DATASET ROWS
================
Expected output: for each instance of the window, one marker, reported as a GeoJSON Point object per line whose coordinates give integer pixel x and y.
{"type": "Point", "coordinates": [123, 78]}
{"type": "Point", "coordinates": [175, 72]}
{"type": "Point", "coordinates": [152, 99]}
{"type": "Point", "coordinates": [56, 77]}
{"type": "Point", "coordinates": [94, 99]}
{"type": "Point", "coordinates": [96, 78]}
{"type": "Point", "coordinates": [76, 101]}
================
WHAT IS REQUIRED
Could you print every one of the rows above again, character for character and in the same order?

FULL RESPONSE
Expected output: for each instance of the window, one marker, reported as a GeoJSON Point object per line whose coordinates give integer pixel x and y.
{"type": "Point", "coordinates": [123, 78]}
{"type": "Point", "coordinates": [175, 72]}
{"type": "Point", "coordinates": [152, 99]}
{"type": "Point", "coordinates": [56, 77]}
{"type": "Point", "coordinates": [94, 99]}
{"type": "Point", "coordinates": [96, 78]}
{"type": "Point", "coordinates": [76, 101]}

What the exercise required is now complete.